§ EXERCISE SET:
1) Decide whether each statement agrees with the passage on Chinese in Myanmar. Answer yes or no for each, and quote the words from the passage that decide it.
(a) U Jingyuan Wang's family hid at a relative's house outside Chinatown.
(b) A school in Latha Township was set on fire.
(c) A big wave of Chinese immigrants entered Myanmar in the 1950s.
2) How old is U Jingyuan Wang, according to the passage on Chinese in Myanmar?
3) Write a continuation of the passage on Chinese in Myanmar, starting after its final sentence.

*** Opening of PASSAGE SHOWN ***

Asked if he is anti-Muslim or anti-government, U Yunming Lee laughed. “Who am I to judge?” he said.“To be honest, I just want to lay my head down and mind my own business.” U Yunming Lee said ethnic groups in Myanmar other than the Burmese are marginalized. “The government is having an issue with the Rohingyas now, but that doesn’t mean the Chinese are safe. Who knows, one day the table might turn, and it will be the 1967 anti-Chinese movement all over again.”

Older Sino-Burmese find it difficult to speak about the anti-Chinese violence that erupted in Chinatown in 1967. In one incident, a school in Latha Township was set on fire and students were burnt alive. “It was very scary times,” said U Jingyuan Wang, 83. “Gun shots could be heard down the street, shops were being looted and set on fire. My family went into hiding at a relative’s house which is also located in Chinatown, but it was on the fourth floor.”

U Jingyuan Wang remembers months of living in a crowded apartment, where everyone was squatting next to each other with no space to move. “If you wanted water, you would yell out ‘water, please!’ and people would pass the water to you; it was simply impossible to get up and walk around,” he said.

Chinese have been settling in Myanmar for centuries, mostly because of trade. A big wave of Chinese immigrants entered the country in the 1930s because of the civil war in China between the Communists and Kuomintang.

*** Close of PASSAGE SHOWN ***
*** Opening of INPUT DATA ***

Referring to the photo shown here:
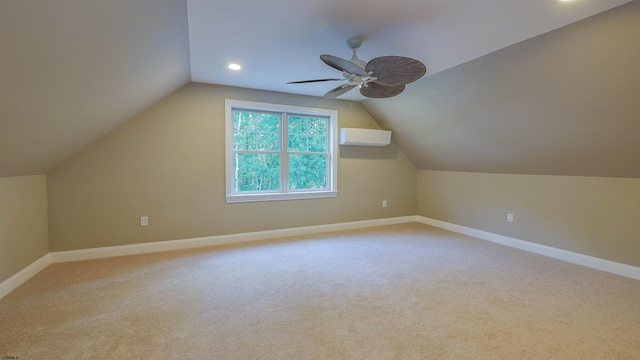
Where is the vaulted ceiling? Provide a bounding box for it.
[0,0,640,177]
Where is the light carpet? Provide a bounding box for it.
[0,223,640,359]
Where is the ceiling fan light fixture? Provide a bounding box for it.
[288,37,426,99]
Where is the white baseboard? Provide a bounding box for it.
[50,216,416,263]
[416,215,640,280]
[0,215,640,299]
[0,254,51,299]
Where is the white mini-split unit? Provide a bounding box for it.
[340,128,391,146]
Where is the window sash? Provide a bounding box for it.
[225,100,338,202]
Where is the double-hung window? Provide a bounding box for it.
[225,100,338,203]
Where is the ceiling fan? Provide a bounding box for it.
[287,36,427,99]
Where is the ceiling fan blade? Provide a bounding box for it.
[287,79,344,84]
[320,54,369,76]
[366,56,427,86]
[323,84,356,99]
[360,82,405,99]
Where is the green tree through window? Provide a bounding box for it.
[227,100,337,202]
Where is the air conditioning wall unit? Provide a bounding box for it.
[339,128,391,146]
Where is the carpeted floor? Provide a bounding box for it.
[0,223,640,359]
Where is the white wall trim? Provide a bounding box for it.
[50,216,415,263]
[0,254,51,299]
[416,215,640,280]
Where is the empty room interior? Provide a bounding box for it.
[0,0,640,359]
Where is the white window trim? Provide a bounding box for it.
[224,99,338,203]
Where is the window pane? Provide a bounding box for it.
[308,135,327,152]
[255,132,280,151]
[307,118,329,136]
[287,116,307,134]
[289,154,327,190]
[289,133,309,152]
[233,131,256,150]
[233,153,280,192]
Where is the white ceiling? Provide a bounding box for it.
[188,0,629,100]
[0,0,629,177]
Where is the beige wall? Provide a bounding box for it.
[0,175,49,282]
[48,83,417,251]
[417,170,640,266]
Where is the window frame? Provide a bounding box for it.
[225,99,338,203]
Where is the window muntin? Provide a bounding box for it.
[226,100,338,202]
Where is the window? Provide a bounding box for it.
[225,100,338,203]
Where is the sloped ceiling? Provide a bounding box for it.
[0,0,640,177]
[363,1,640,178]
[0,0,191,177]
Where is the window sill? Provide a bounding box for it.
[226,191,338,204]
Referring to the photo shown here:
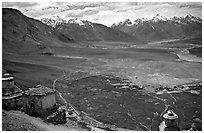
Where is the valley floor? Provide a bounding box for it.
[2,39,202,130]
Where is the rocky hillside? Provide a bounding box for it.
[2,8,73,54]
[41,16,136,41]
[111,14,202,41]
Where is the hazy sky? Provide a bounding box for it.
[2,2,202,26]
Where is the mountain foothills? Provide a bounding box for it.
[2,8,202,54]
[2,8,73,54]
[111,14,202,41]
[41,16,136,41]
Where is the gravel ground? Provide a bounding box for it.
[2,110,82,131]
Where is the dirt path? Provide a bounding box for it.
[5,111,80,131]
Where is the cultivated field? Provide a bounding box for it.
[2,42,202,130]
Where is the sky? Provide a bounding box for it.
[2,2,202,26]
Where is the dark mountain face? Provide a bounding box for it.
[41,16,136,41]
[2,8,73,54]
[111,14,202,41]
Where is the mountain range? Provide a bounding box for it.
[41,16,136,41]
[111,14,202,41]
[2,8,202,54]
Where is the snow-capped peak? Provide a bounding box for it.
[152,14,167,22]
[68,18,85,25]
[41,15,67,27]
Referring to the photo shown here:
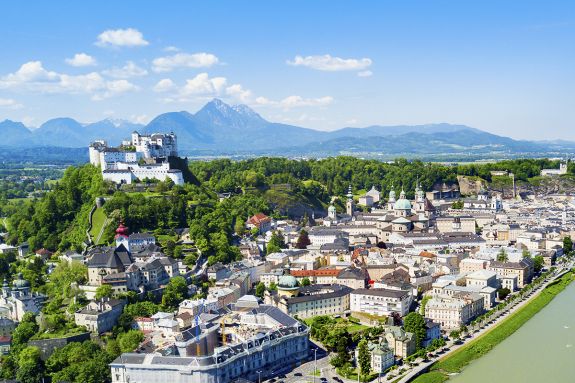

*** Close of INPUT DATA ***

§ SOLVED PROBLEMS:
1)
(a) No: "a relative’s house which is also located in Chinatown"
(b) Yes: "a school in Latha Township was set on fire and students were burnt alive"
(c) No: "A big wave of Chinese immigrants entered the country in the 1930s"

2) He is 83.

3)
The Chinese community is estimated to comprise about three percent of Myanmar’s 51.4 million people. The exact number is believed to be much higher and will be included in the final round of census results, expected after the general election, along with figures on the Muslim population and the country’s ethnic composition. Most members of the old, established Sino-Burmese community are the descendants of Cantonese, Hokkien or Hakka speakers from Guangdong or Fujian provinces.

“Who am I to judge? To be honest, I just want to lay my head down and mind my own business.”

Some Myanmar Chinese identify themselves as Bamar to avoid being discriminated against or live their lives without ever applying for citizenship.

U Jinyuan Wang was 13 when he moved to Yangon from southern China. For decades, he refused to be registered as a Burmese citizen. In heavily Hokkien-accented Mandarin, he said he was born a Chinese and wanted to die as a Chinese. “But without being legally registered in Myanmar nor holding an identity card, my children will never be able to apply for medical school, do government jobs, or buy a house. I had no choice but to give in,” U Jinyuan Wang said.

Resentment towards China has risen in recent years, partly because of its financial backing for controversial billion dollar projects, such as the Myitsone Dam — on which work was suspended in 2011 amid an escalating, national protest movement — and the Letpadaung copper mine.

There have also been tensions, especially in Mandalay, over an influx of Chinese from Yunnan Province who have settled in the northern capital and throughout northern Myanmar since the 1990s. U Jinyuan Wang said there was no comparison to the situation during the anti-Chinese riots in Yangon 48 years ago.

“This is nothing; times have changed,” he said. “The bottom line is, does the Myanmar government have the capabilities to build infrastructure for this country themselves?” U Jinyuan Wang welcomed the opening of more Chinese language schools in Myanmar because many people want to learn Mandarin to enhance their job prospects.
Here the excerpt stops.